完成下列任务:
• 1. 把正文中以"Bambu HLS 是米兰理工大学"开头的段落改写为简短的要点列表，主要事实须全部保留。
• 2. 根据正文，简要回答下列问题：
(a) 一个 8-tap FIR 滤波器用 C 写只需要多少行？
(b) 在 HLS 工具对比表中，Vitis HLS 的目标平台是什么？
(c) Bambu 官方 Docker 镜像以什么系统为基础？

开源 FPGA 08｜开源 HLS：Bambu + Vitis HLS 对比，C→RTL 不花钱

  ___  ___  _  _  ___ _   _ 
 | _ )/ _ \| \| |/ __| | | |
 | _ \ (_) | .` | (_ | |_| |
 |___/\___/|_|\_|\___|\___/ 

   C → Verilog，不花 License 费

系列第 08 篇 · 工具版本：Bambu HLS 2024.01 / Vitis HLS 2023.2 / Yosys 0.40 / nextpnr-ice40 0.7 上一篇：国产 FPGA 高云 Tang Nano 9K 全流程

0. 这一篇要解决什么问题

RTL 设计功能强大但繁琐。一个 8-tap FIR 滤波器，手写 Verilog 加流水线需要 200 行；用 C 写只需要 20 行。高层次综合（HLS） 就是把 C/C++ 直接编译成 RTL 的工具。

Xilinx Vitis HLS 很好用，但它绑定 Xilinx 硬件，而且整套 Vivado 环境有 40GB+。有没有开源替代？

Bambu HLS 是米兰理工大学（Politecnico di Milano）开发的开源 HLS 工具，MIT 协议，可以生成 Verilog，再接 Yosys + nextpnr 跑到任何开源支持的 FPGA 上。

本篇目标：

理解 HLS 工具全景
用 Docker 跑 Bambu，零安装痛苦
同一个 C 函数在 Bambu 和 Vitis HLS 各跑一次，数字对比
评估 Bambu 的工程实用性
Bambu → Yosys → nextpnr 全流程

本篇不覆盖：

C++ 模板在 HLS 里的使用（较复杂，另立专题）
LegUp 的详细安装（已被 Microchip 收购，不再开源）
Vitis HLS 的高级 pragma（这是 Xilinx 专属系列的内容）

1. HLS 工具全景

HLS 工具分裂为开源（Bambu/CIRCT/Calyx）与商业（Vitis/Intel/Catapult/Stratus）两大阵营，最终都生成可综合的 RTL。

工具	开源	目标平台	成熟度	特点
Bambu HLS	✅ MIT	任何（生成 Verilog）	⭐⭐⭐ 研究级	开源唯一选择；学术界活跃
Vitis HLS	❌	Xilinx FPGA	⭐⭐⭐⭐⭐ 生产级	II=1 流水线、自动 AXI 接口
Intel HLS	❌	Intel FPGA	⭐⭐⭐⭐ 生产级	深度 DSP 优化
Catapult HLS	❌	ASIC + FPGA	⭐⭐⭐⭐⭐ 旗舰	最好的时序收敛，贵
LegUp	❌（历史开源）	Altera FPGA	已停止更新	学术遗产
CIRCT	✅ Apache	研究	⭐ 实验	LLVM/MLIR 架构，未来可期

2. Bambu 安装（Docker 方式）

# Docker 是最简单的方式，不用解决依赖地狱
# Bambu 官方 Docker 镜像（Ubuntu 22.04 基础）

docker pull bambuhls/bambu:latest

# 验证安装
docker run --rm bambuhls/bambu:latest bambu --version
# Output: Bambu (GCC 11.4.0-1ubuntu1) 2024.01 (PandA HLS framework)

已知信息:
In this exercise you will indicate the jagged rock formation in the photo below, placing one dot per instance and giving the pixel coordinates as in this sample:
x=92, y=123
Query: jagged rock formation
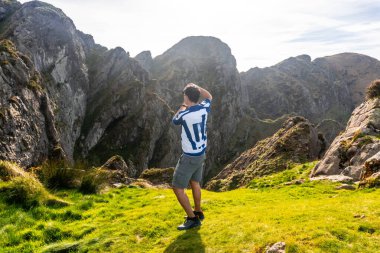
x=297, y=141
x=94, y=92
x=326, y=88
x=50, y=40
x=351, y=152
x=330, y=129
x=27, y=132
x=145, y=59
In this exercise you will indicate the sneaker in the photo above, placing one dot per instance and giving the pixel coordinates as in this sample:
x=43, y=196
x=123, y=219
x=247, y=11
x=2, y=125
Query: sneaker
x=190, y=223
x=200, y=215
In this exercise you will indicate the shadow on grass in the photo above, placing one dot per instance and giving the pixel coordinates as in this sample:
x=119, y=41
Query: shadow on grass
x=188, y=242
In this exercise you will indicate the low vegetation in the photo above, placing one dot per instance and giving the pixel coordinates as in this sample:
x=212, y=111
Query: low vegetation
x=308, y=217
x=373, y=90
x=22, y=188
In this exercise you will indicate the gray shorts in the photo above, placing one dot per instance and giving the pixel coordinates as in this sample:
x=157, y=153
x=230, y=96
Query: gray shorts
x=188, y=168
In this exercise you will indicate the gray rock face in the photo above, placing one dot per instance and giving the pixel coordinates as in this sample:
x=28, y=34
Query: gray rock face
x=297, y=141
x=57, y=52
x=145, y=59
x=27, y=132
x=358, y=143
x=7, y=8
x=326, y=88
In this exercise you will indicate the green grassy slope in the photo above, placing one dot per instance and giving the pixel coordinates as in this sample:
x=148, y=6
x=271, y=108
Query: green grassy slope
x=311, y=217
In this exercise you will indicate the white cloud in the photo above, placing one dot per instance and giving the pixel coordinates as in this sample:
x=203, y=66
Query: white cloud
x=260, y=33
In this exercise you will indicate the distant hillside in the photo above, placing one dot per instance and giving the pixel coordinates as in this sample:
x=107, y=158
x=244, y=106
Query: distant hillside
x=326, y=88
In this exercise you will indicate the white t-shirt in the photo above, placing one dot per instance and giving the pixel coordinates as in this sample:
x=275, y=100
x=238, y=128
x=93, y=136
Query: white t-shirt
x=194, y=131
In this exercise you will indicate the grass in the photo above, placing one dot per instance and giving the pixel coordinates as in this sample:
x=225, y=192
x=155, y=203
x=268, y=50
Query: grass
x=311, y=217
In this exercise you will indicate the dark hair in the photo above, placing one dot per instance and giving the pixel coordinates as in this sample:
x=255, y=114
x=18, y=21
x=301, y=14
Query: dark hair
x=192, y=93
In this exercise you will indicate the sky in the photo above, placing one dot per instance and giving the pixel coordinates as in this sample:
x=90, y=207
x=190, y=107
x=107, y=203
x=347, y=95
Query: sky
x=260, y=33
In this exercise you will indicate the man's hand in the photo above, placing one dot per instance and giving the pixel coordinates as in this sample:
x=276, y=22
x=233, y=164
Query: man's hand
x=204, y=92
x=191, y=85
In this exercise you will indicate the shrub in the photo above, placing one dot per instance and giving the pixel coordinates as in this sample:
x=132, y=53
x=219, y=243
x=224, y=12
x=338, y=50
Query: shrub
x=373, y=89
x=23, y=191
x=56, y=175
x=94, y=181
x=8, y=170
x=22, y=188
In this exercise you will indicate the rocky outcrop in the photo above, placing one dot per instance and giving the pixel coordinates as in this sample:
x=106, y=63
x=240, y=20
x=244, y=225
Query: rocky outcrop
x=357, y=147
x=296, y=142
x=145, y=59
x=326, y=88
x=50, y=39
x=27, y=129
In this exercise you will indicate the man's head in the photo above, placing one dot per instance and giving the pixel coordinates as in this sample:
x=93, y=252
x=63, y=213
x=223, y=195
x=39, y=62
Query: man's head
x=192, y=93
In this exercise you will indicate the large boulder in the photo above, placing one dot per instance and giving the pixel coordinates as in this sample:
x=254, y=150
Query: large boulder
x=356, y=149
x=296, y=142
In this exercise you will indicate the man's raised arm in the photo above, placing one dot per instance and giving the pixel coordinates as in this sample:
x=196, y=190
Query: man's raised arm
x=204, y=93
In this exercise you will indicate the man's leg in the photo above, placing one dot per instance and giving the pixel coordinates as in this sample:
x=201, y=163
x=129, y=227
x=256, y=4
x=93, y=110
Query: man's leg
x=184, y=201
x=196, y=189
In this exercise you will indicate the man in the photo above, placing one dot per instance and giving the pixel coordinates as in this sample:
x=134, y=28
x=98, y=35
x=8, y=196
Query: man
x=192, y=116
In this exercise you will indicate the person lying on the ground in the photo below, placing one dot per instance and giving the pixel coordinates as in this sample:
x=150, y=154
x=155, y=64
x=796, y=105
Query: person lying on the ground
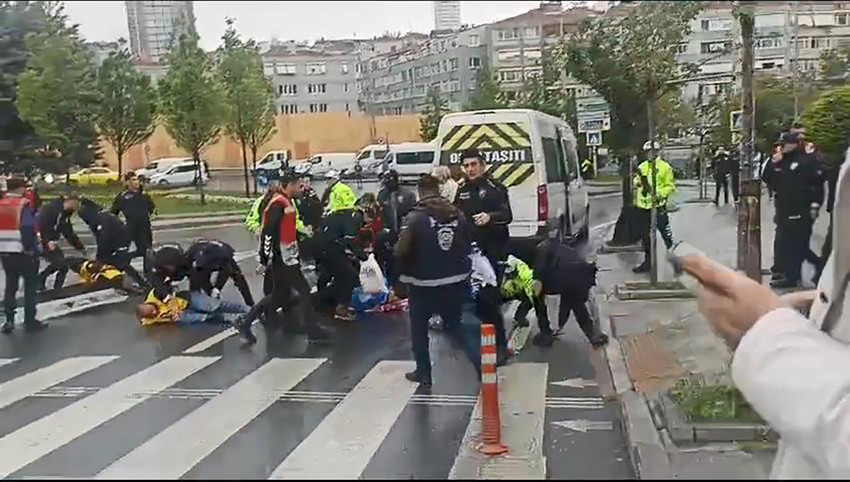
x=207, y=256
x=560, y=270
x=113, y=239
x=187, y=308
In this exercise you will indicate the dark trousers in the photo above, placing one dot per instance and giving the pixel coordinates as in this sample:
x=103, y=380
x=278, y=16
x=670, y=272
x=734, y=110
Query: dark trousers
x=662, y=223
x=17, y=266
x=572, y=303
x=121, y=260
x=56, y=264
x=488, y=308
x=539, y=305
x=336, y=265
x=446, y=301
x=285, y=279
x=721, y=183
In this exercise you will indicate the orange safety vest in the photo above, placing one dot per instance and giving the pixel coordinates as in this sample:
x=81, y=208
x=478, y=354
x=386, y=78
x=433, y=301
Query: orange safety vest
x=11, y=207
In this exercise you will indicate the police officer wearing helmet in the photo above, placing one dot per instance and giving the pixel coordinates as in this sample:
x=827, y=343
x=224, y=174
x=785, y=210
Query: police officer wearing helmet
x=19, y=254
x=433, y=255
x=485, y=203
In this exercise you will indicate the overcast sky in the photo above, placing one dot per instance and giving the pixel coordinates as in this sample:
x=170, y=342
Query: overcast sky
x=294, y=20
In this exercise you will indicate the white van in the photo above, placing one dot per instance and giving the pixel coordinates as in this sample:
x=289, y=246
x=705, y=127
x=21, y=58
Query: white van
x=534, y=155
x=409, y=159
x=159, y=165
x=180, y=174
x=319, y=164
x=371, y=158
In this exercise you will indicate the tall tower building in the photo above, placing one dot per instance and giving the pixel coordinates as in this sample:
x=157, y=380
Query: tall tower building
x=446, y=15
x=154, y=23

参考答案:
• 1.
- Bambu HLS 是开源 HLS 工具，由米兰理工大学（Politecnico di Milano）开发。
- 采用 MIT 协议。
- 可以生成 Verilog。
- 生成的 Verilog 可再接 Yosys + nextpnr，跑到任何开源支持的 FPGA 上。

• 2.
(a) 20 行。
(b) Xilinx FPGA。
(c) Ubuntu 22.04。